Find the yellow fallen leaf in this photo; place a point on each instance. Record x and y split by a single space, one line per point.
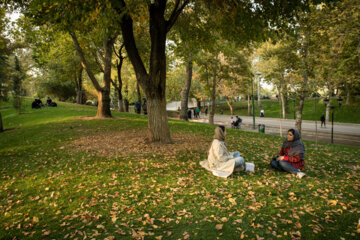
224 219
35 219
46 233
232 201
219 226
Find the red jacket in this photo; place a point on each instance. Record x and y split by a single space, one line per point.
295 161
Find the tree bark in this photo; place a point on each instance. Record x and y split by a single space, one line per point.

+ + + +

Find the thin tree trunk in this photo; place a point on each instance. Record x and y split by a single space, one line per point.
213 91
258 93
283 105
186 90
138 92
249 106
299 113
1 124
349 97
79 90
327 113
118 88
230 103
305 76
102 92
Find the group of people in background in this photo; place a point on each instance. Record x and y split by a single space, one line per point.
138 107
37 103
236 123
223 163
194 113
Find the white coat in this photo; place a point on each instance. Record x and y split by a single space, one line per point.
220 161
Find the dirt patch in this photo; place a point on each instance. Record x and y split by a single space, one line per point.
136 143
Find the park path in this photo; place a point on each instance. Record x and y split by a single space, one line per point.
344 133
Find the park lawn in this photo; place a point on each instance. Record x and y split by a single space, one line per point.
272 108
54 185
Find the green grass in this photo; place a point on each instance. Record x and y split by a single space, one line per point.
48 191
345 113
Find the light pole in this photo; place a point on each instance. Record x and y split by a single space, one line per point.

+ + + +

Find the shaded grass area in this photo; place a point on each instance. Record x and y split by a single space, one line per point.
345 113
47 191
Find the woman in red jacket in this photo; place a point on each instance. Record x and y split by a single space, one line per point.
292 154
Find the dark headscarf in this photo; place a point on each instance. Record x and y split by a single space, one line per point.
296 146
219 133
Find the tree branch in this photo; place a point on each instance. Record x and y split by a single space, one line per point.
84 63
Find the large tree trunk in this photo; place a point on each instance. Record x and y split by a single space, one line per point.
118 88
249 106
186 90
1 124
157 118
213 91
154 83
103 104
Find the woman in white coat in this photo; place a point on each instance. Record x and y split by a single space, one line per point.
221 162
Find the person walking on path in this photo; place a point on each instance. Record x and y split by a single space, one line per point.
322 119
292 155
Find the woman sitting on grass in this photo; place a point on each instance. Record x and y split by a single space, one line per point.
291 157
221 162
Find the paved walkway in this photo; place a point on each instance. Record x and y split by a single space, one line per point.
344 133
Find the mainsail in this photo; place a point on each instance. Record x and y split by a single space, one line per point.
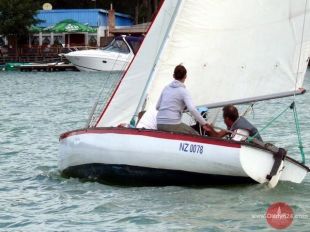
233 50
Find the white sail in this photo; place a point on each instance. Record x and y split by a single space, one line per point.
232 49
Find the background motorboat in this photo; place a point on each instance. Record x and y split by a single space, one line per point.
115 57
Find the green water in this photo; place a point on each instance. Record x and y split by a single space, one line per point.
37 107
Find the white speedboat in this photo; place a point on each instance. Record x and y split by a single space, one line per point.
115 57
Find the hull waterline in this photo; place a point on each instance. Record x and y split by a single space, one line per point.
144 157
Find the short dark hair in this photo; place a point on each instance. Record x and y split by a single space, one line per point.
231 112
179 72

+ + + +

_AIM_
Turn the data from the line that contains "Find the park lawn" through the line that contains "Find the light", both included, into a Markdown table with the columns "Number" and "Entry". Number each row and leave out blank lines.

_THE REPLY_
| Number | Entry |
|---|---|
| 1 | Find the park lawn in this photo; place a point on each instance. Record x and y split by a single space, one line per point. |
| 2 | 272 108 |
| 3 | 54 185 |
| 4 | Find the green grass in this photo; place a point on each instance. Record x and y split by a single space, one line per point. |
| 5 | 48 191 |
| 6 | 345 113 |
| 7 | Find the light pole in this photo; place a point on each instance. Record x and y split by a single space, one line per point. |